What the exercise asks:
Return, from the listing that follows, each line containing the word "below".

Dataset records:
────────────────

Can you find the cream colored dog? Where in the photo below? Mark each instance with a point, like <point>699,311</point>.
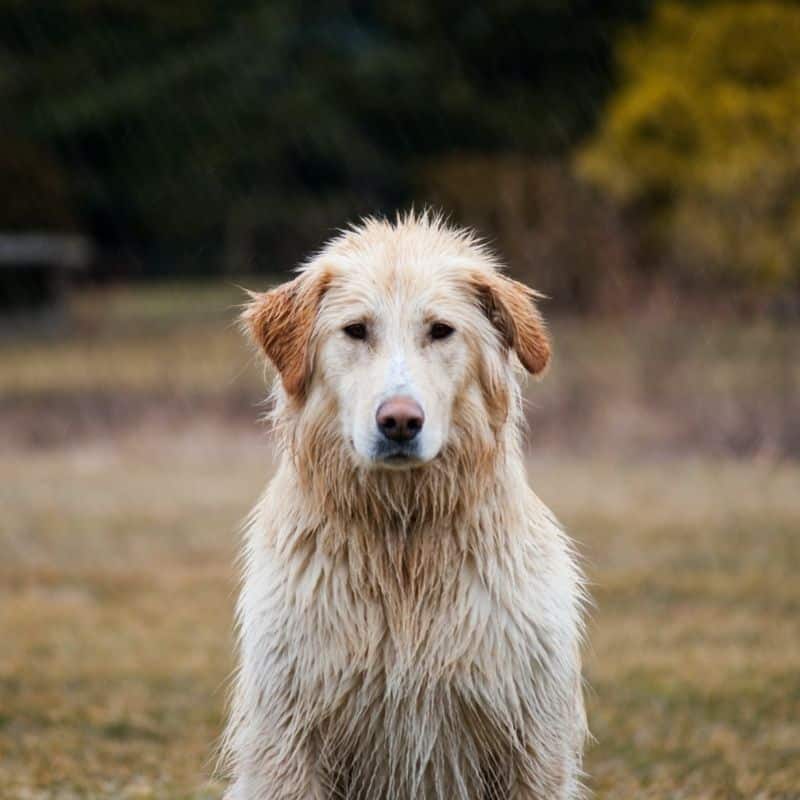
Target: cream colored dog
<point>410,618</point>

────────────────

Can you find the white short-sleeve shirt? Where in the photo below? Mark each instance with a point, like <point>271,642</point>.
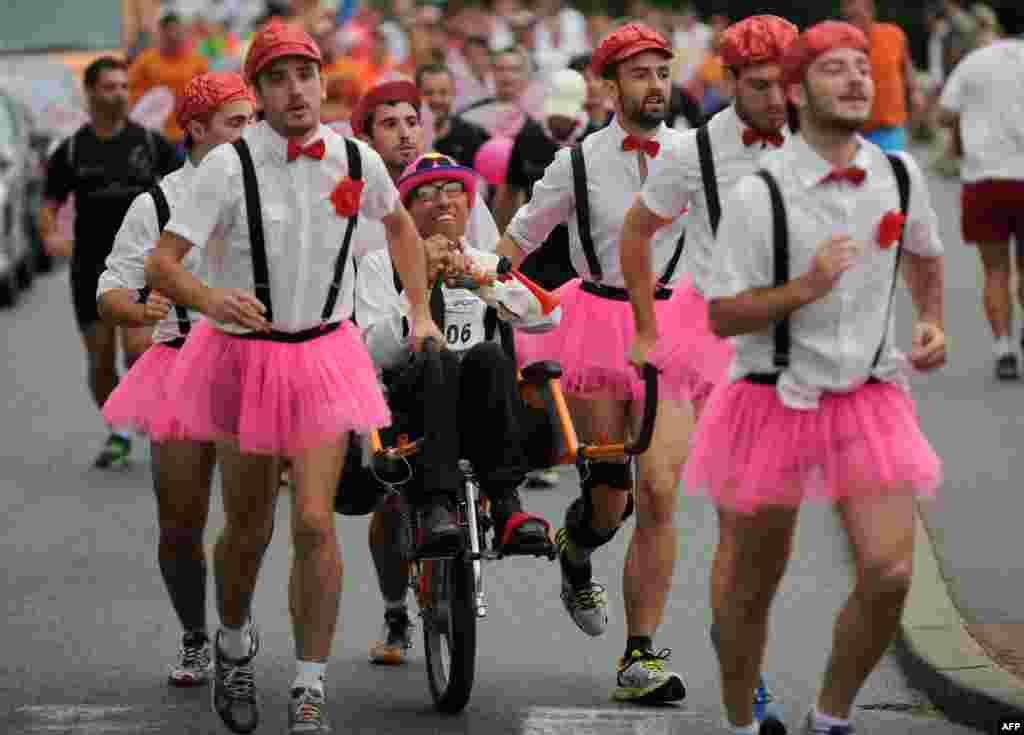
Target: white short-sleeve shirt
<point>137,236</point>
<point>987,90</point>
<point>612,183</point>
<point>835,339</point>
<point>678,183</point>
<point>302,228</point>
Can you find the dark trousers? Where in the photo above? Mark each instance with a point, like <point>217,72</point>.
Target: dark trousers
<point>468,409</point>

────────────────

Result:
Can you find the cream colored dog? Where in the photo below? Mark each instance with a point, like <point>699,311</point>.
Can you find the white short-sleeve shirt? Where in the photo below? Mark each instance with a point, like <point>271,642</point>.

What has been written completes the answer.